> Required work: Output the stretch of lines from the one containing "Segment woman's ear." through the one containing "[800, 462, 1325, 896]" as a JSON list of strings, one string per line, with blank lines left out.

□ □ □ □ □

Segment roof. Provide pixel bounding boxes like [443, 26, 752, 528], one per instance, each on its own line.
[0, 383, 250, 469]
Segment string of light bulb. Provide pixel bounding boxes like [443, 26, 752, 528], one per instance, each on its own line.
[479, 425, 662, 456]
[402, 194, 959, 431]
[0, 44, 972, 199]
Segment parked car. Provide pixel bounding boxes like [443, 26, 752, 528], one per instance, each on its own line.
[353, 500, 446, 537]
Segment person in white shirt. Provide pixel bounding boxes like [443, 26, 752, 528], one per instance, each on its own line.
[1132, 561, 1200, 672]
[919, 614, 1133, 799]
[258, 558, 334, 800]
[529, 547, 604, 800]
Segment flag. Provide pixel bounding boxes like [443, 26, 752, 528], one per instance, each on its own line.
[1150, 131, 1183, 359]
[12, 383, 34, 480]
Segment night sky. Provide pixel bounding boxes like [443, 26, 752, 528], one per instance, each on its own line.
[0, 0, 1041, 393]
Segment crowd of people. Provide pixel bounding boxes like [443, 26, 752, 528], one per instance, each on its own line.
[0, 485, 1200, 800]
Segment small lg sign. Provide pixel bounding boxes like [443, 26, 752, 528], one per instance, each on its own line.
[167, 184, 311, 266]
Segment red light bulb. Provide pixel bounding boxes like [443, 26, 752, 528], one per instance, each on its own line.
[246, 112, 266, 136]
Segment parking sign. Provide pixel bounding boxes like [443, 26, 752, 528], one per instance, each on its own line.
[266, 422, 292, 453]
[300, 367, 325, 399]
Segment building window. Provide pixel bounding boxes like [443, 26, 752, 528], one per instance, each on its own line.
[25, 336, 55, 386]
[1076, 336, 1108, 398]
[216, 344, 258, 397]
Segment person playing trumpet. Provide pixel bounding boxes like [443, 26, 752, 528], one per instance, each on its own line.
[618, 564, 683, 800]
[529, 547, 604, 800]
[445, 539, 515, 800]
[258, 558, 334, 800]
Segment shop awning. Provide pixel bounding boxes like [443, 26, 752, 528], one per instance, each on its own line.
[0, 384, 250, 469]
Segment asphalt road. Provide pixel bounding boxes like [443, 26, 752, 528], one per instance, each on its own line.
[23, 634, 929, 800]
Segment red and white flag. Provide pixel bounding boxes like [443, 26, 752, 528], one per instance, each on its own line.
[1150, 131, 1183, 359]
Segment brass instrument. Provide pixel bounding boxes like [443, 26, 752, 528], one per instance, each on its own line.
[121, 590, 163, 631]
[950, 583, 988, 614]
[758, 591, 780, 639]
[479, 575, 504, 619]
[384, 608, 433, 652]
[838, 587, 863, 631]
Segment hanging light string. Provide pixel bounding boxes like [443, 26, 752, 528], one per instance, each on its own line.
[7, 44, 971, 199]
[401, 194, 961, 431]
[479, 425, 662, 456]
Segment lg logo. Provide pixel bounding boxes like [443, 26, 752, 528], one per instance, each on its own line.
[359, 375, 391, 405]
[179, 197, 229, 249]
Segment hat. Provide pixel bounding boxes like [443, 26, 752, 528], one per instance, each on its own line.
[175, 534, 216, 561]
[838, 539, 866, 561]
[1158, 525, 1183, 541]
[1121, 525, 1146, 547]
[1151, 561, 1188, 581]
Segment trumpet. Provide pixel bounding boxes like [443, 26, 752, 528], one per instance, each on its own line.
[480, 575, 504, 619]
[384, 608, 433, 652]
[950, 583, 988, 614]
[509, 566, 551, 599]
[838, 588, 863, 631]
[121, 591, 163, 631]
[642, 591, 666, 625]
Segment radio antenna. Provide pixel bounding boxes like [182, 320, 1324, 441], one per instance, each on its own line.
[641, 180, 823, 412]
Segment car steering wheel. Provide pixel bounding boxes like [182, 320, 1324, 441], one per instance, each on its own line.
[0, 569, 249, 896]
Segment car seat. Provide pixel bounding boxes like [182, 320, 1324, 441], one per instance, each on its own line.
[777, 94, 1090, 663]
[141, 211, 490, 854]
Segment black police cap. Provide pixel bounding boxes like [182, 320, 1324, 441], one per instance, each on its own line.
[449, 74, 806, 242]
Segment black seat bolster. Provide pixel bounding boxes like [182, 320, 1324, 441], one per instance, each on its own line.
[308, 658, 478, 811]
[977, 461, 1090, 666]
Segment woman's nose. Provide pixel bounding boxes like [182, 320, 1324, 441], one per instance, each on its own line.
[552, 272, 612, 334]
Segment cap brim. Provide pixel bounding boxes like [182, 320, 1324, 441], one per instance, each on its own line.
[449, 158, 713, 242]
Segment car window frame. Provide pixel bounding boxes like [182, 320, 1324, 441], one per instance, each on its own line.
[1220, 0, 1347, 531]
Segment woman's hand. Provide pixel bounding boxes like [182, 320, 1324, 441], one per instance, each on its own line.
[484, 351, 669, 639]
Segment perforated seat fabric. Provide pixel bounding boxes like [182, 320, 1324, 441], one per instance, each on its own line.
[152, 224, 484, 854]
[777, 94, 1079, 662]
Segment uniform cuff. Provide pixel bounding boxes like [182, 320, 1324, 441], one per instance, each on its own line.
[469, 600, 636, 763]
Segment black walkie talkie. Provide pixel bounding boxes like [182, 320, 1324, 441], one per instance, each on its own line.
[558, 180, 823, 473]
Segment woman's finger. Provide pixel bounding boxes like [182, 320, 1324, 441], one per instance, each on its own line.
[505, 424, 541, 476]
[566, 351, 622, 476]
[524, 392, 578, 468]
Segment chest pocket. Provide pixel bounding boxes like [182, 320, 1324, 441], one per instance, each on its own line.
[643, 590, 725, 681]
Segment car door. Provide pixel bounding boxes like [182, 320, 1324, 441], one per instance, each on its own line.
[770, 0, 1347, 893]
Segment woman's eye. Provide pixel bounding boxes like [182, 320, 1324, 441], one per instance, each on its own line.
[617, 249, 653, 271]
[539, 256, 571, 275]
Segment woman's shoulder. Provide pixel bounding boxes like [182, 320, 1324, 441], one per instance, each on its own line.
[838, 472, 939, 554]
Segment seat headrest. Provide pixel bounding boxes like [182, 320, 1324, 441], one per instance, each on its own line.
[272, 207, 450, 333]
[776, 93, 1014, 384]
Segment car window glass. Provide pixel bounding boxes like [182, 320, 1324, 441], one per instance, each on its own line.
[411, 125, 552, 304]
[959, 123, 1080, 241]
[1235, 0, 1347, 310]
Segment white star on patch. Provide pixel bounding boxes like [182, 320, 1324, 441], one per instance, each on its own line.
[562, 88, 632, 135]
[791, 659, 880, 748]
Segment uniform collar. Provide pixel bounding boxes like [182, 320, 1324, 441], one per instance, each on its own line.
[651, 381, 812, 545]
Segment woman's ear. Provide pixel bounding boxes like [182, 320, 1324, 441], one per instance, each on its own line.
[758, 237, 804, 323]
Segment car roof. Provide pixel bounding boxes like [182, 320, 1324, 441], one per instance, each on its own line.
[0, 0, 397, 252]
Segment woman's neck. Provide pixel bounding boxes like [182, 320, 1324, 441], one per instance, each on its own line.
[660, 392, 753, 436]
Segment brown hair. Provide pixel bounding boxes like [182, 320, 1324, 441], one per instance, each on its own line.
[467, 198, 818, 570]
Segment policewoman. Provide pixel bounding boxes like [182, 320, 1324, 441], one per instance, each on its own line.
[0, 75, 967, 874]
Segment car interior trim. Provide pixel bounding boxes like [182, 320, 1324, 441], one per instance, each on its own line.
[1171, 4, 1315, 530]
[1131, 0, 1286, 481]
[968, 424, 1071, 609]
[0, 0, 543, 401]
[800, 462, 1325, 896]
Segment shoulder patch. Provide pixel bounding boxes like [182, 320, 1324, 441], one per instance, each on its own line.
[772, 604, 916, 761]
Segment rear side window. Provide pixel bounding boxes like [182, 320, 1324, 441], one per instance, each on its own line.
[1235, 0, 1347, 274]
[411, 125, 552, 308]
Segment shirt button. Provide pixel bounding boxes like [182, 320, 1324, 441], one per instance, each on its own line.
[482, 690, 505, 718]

□ □ □ □ □

> Result of the task:
[
  "Segment woman's ear. Provide pixel bounding boxes like [182, 320, 1324, 441], one per instance, each on its own line.",
  "[758, 237, 804, 323]",
  "Segment car roof. Provide pixel bounding boxes like [182, 320, 1324, 441], one per instance, each on its own line.",
  "[0, 0, 397, 252]",
  "Segment woman's neck. Provide pixel bounding boxes like [182, 320, 1324, 441], one per instance, each on its own line.",
  "[660, 392, 753, 436]",
  "Segment brown hair. Provide pixel bounding boxes like [182, 320, 1324, 441], one per instance, each on its own line.",
  "[467, 198, 818, 570]",
  "Segment policewoman. Provide pixel bounding boxes like [182, 320, 1324, 441], one per instance, each on its own line.",
  "[0, 75, 967, 874]",
  "Segment car interior trim. Provide pixel bounding boxes like [182, 320, 1324, 441], one per instance, each on its own line.",
  "[1171, 4, 1315, 530]",
  "[1131, 0, 1286, 481]",
  "[968, 424, 1071, 609]",
  "[0, 0, 543, 401]",
  "[800, 462, 1325, 896]"
]